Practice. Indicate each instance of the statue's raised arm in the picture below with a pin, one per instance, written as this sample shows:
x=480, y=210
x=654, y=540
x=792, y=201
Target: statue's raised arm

---

**STATED TASK:**
Copy the rows again, switching every "raised arm" to "lifted arm" and leaving all other text unchanged.

**THE RESULT:**
Practice. Indicate each instance of the statue's lifted arm in the picture below with a pin, one per instance, written as this sample shows:
x=480, y=210
x=654, y=540
x=792, y=201
Target: statue's lifted arm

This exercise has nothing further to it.